Required work — Provide the records once more, identical to the original.

....

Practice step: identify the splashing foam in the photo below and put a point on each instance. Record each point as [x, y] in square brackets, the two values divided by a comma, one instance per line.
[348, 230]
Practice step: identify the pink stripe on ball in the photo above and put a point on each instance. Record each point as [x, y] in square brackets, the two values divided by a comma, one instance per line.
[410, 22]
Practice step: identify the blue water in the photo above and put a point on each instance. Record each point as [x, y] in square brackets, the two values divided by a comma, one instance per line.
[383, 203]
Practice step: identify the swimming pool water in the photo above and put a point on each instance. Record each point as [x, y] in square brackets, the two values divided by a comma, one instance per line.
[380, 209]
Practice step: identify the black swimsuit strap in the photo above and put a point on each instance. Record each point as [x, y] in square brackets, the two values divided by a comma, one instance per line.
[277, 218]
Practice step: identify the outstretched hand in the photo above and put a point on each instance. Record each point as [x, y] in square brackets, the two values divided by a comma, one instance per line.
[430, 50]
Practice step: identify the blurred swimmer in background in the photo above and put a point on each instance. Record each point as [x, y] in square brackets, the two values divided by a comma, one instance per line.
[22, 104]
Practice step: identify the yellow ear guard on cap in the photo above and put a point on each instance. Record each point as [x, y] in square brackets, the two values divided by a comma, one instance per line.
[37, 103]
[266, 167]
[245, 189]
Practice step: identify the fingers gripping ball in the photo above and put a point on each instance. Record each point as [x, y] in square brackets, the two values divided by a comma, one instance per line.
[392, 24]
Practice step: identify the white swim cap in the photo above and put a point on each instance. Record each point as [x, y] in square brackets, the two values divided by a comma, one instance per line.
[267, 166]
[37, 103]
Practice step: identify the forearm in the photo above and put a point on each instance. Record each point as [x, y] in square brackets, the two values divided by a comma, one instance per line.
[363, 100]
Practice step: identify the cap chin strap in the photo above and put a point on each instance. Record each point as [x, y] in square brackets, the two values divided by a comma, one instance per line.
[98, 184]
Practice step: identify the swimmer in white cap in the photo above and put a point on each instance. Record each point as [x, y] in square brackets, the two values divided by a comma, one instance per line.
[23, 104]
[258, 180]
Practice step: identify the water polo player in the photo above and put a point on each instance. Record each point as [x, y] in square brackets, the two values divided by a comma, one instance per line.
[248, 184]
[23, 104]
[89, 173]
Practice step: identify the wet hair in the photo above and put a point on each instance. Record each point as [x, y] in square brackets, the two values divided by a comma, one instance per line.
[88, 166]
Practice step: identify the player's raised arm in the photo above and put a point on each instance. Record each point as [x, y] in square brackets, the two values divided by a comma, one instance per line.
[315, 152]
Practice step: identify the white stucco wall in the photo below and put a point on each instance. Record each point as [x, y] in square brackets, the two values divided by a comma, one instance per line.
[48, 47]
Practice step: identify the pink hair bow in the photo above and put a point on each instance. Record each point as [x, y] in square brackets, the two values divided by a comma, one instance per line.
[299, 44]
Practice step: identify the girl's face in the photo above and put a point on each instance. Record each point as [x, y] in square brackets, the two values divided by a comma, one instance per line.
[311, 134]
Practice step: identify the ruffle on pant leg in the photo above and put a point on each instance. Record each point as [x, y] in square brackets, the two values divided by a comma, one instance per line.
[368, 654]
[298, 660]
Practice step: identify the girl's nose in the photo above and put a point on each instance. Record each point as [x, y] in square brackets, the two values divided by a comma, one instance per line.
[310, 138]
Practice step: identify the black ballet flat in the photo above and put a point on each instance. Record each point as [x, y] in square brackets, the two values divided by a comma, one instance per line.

....

Written response —
Practice step: identify the splashing foam in the photo below and put a point on each instance. Record each point as [x, y] in square brackets, the two values divided by a comma, one instance per line.
[348, 230]
Practice step: identify the pink stripe on ball in the photo above and put a point on each instance. Record each point as [x, y] in square brackets, the two values divided by a comma, one instance per line.
[410, 22]
Practice step: identify the blue water in the photo above and put a point on each instance. Record each point as [x, y] in square brackets, the two values divided by a comma, one instance per line.
[383, 203]
Practice step: identify the swimming pool water in the photo above and put a point on each instance. Record each point as [x, y] in square brackets, the two values divided by a comma, one instance per line.
[380, 209]
Practice step: identify the black swimsuit strap in the photo above and put a point on each instance. Record each point as [x, y] in square brackets, the two values divided by a comma, one instance per line.
[277, 218]
Practice step: identify the outstretched hand in the photo above and put a point on each instance. Record each point as [x, y] in square brackets, the two values divided by a comma, one instance per line.
[430, 50]
Practice step: identify the blurred swimmer in background in the photo above and put a point on each instance. Record each point as [x, y] in square brackets, the two values divided by a comma, one instance per line.
[22, 104]
Practice step: identify the yellow ear guard on cap in the photo above and put a point on each instance. Record each point as [x, y] in square brackets, the two values divided by a comma, one instance per line.
[37, 103]
[266, 167]
[245, 189]
Practice step: identify the fingers gripping ball in the photo above and put a point on each instance. Record each point as [x, y] in square brackets, the two values divided by a comma, one instance per line.
[392, 24]
Practice step: identify the white swim cap in the photo above and put a point on each instance. Record each point as [x, y] in square brackets, the two values divided by a comma, one instance per line.
[267, 166]
[37, 103]
Practice step: identify the forearm in the photo above and put a point on each instance. Record each point as [x, y] in square brackets, the two values divided by a comma, one instance per line.
[363, 100]
Practice step: identify the cap chin strap in the photo above and put a point on each instance. Record each point as [x, y] in square brackets, the two values divided by a comma, one instance per line.
[98, 184]
Practice step: identify the swimmer in white cap in the photo above and put a point on each instance. Record each point as [x, y] in square brackets, the two values divided by a comma, one instance per line.
[23, 104]
[258, 180]
Practice step: identify the water polo player in the photo above and put a point on each instance. Record each point as [x, y] in square brackets, the two values divided by a comma, one instance per line.
[248, 184]
[23, 104]
[89, 173]
Practice step: identify the wet hair in the photo above and put a point on each instance. Record each point as [x, y] in square brackets, the two values divided by a comma, one instance per line.
[88, 166]
Practice step: identify the player's raised arm in the photo above and put a point on each instance. Record each point as [x, y] in square brackets, the two values divided by a comma, one instance per line.
[315, 152]
Practice step: identify the white stucco wall in the photo below and put a point on each instance. Record each point as [x, y] in square brackets, the two values divided by a comma, one instance per line.
[48, 47]
Practice step: identify the pink hair bow in the photo above and put a point on each instance. Record each point as [x, y] in square brackets, the two values divided by a comma, one instance per line.
[299, 44]
Practice step: identify the girl's face in the photo above and put a point on each instance. Record each point as [x, y] in square brackets, the two values divided by a comma, one instance per line.
[311, 134]
Practice step: identify the ruffle on pant leg in the photo above and put a point on each instance. Record each point as [x, y] in square brackets, the two values divided by a comma, one instance per line.
[368, 654]
[298, 660]
Practice step: identify the girl's nose in the photo above and put a point on each instance. Record each point as [x, y] in square brackets, the two values divided by a comma, one instance per line.
[310, 138]
Practice step: identify the black ballet flat in the photo above and put a point on each instance. Record each point as [x, y] in square brackets, the two values divided by a comma, one instance per line.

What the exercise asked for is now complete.